◆ WHAT IS ASKED ◆
Pick out every line in the records below that contains the word "instance", matching case exactly, and copy each of those lines.
__________
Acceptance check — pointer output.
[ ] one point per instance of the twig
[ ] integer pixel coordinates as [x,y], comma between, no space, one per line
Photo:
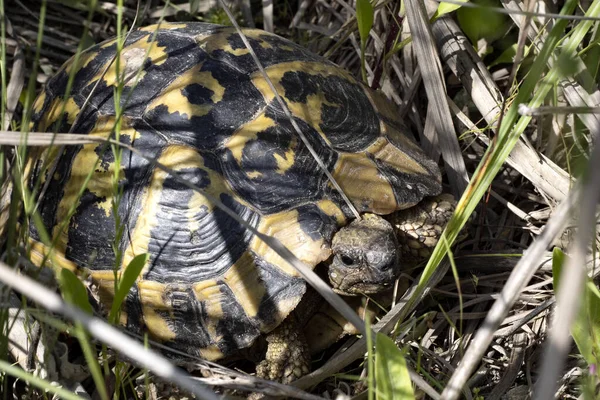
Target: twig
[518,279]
__________
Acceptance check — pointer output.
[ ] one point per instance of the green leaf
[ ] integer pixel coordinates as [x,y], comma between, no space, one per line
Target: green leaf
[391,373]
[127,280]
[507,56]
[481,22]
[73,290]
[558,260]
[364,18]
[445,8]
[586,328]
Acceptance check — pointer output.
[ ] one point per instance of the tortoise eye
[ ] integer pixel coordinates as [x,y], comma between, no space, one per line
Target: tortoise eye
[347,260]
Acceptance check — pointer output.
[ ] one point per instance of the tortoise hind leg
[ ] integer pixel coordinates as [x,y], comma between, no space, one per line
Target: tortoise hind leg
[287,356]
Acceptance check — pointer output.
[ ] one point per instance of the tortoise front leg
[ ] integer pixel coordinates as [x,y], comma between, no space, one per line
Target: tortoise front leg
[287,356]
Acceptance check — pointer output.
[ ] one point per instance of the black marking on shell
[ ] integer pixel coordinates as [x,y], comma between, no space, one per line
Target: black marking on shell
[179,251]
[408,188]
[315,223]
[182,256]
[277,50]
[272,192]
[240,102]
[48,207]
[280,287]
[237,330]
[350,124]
__________
◆ FINAL ANSWER ◆
[ ] one point per instance of the twig
[ ] one point per instance of the green leaf
[ ] one point per instance of the tortoise eye
[ ] one point per instance of the tortoise hind leg
[ ] one point per instance of the tortoise front leg
[ ] one point per instance of the black marking on shell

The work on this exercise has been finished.